Questions:
1) In the health care reform piece, what does the writer call the one primary point of the whole effort?
2) The health care reform piece proposes taxing the poor and then rebating the money to them at the end of the year. Explain the reason the writer gives for this.
3) Reproduce the stretch of the health care reform piece from "No more excuses, we've" through "but cover everybody.".

** Opening Selected passage block **

It's getting down to crunch time for health care reform, time for our representatives to represent and our leaders to lead. I'm terrified they're going to screw it up. Each day the arguments get more arcane, the plans less clear, the goals less certain. The signal to noise ratio of this debate has gotten so bad you can barely understand what's coming out of Washington. And, what's worse, I think our politicians are deafening themselves with their own rhetorical babble.
Cost control, digitized records, employer mandates, the public option, and a hundred other points of contention are being hashed out on the Hill-all of them important, and all of them secondary. There is only one primary point, one reason to go to all this trouble and expense; I hope our politicians don't forget it.
Cover Everybody.
Not almost everybody, everybody. Not everybody except, everybody. Not damned near everybody, everybody.
No more excuses, we've heard them all before, no more delay, we've been waiting for sixty years. Do it now. Cover everybody. I don't care how you do it-every other civilized, democratic nation has figured it out, each in its own way; pick one-but do it.
How do we pay for it? Taxes. What, you think it's free? I don't give a crap what they do as long as it works. Put a few pennies of VAT on all sales, soak the rich, sip the middle class, tax the poor and then rebate it back to them at the end of the year so they at least feel part of it, but cover everybody.
Cut costs, sure. But don't kid yourselves, or us. This is going to cost money. You can cut costs until they make stethoscopes out of Styrofoam; it won't be enough. We can't cover the millions of people the insurance companies won't cover because they might actually get sick without dipping into the cookie jar.

** Closing Selected passage block **
** Opening Dataset entries block **

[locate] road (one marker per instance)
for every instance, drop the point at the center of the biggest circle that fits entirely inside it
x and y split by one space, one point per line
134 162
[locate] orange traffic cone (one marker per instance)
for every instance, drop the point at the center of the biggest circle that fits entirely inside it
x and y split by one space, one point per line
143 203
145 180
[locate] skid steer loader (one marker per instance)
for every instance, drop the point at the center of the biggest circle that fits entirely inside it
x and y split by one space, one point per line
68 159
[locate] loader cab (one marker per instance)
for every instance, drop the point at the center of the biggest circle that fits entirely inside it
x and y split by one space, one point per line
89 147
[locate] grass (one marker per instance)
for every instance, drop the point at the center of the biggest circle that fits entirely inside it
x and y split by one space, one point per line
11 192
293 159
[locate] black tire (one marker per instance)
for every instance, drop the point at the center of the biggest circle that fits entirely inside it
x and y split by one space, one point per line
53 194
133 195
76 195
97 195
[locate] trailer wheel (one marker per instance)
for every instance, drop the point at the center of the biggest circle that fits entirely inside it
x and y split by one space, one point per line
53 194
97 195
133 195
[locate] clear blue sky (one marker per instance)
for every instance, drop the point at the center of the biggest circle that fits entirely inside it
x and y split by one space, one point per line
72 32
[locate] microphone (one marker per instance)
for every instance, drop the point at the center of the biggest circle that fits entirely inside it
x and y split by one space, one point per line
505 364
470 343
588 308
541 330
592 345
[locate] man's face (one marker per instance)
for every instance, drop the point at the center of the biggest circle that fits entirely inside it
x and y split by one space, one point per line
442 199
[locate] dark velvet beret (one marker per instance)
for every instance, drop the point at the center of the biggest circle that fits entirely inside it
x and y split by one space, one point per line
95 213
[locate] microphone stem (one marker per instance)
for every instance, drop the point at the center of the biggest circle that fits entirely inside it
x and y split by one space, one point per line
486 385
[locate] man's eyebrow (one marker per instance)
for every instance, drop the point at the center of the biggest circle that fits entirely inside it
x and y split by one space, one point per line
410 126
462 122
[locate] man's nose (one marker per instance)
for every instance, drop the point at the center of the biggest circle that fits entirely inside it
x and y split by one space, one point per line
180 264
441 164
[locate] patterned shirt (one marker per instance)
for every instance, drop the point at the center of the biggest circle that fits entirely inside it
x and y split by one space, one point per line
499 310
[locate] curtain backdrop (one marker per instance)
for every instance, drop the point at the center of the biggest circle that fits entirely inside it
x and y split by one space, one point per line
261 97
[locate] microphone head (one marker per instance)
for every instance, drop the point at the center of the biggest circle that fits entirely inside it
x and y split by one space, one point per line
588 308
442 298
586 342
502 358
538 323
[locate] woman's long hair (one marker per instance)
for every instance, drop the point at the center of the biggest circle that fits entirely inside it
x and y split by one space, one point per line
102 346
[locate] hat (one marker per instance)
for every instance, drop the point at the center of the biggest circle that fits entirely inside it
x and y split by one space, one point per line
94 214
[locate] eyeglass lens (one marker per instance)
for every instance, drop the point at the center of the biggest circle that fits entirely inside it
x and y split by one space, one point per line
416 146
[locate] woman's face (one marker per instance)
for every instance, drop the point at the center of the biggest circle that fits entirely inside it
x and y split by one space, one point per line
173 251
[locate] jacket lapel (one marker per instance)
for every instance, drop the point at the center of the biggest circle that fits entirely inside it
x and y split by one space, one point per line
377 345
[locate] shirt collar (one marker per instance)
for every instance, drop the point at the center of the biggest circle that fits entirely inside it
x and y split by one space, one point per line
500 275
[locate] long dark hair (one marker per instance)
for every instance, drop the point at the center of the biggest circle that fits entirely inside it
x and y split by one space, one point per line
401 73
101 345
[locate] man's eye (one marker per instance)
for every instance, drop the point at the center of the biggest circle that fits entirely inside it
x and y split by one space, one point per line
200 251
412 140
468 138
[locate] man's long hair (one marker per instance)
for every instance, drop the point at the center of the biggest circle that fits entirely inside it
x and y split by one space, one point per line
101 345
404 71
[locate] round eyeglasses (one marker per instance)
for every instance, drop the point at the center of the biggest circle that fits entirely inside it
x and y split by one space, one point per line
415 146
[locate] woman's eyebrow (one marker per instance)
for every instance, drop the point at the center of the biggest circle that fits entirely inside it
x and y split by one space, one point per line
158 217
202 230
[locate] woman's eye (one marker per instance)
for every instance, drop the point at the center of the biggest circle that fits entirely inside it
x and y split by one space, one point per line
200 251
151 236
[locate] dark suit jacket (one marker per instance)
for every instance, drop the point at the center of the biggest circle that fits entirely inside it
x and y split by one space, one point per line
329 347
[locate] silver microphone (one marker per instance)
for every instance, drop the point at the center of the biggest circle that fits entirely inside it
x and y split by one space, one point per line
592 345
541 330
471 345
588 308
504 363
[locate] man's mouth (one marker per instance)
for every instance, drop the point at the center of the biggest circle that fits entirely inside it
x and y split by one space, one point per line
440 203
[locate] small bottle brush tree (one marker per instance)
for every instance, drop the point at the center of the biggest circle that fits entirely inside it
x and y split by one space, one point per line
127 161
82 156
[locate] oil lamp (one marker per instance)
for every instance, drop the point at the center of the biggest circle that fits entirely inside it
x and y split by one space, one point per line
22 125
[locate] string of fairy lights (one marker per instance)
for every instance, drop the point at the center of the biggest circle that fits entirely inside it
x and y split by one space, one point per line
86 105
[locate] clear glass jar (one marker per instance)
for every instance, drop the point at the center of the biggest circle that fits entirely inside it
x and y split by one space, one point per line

** Closing Dataset entries block **

Answers for each item:
1) The one primary point is to cover everybody.

2) The writer suggests taxing the poor and then rebating the money at the end of the year so that they at least feel part of it.

3)
No more excuses, we've heard them all before, no more delay, we've been waiting for sixty years. Do it now. Cover everybody. I don't care how you do it-every other civilized, democratic nation has figured it out, each in its own way; pick one-but do it.
How do we pay for it? Taxes. What, you think it's free? I don't give a crap what they do as long as it works. Put a few pennies of VAT on all sales, soak the rich, sip the middle class, tax the poor and then rebate it back to them at the end of the year so they at least feel part of it, but cover everybody.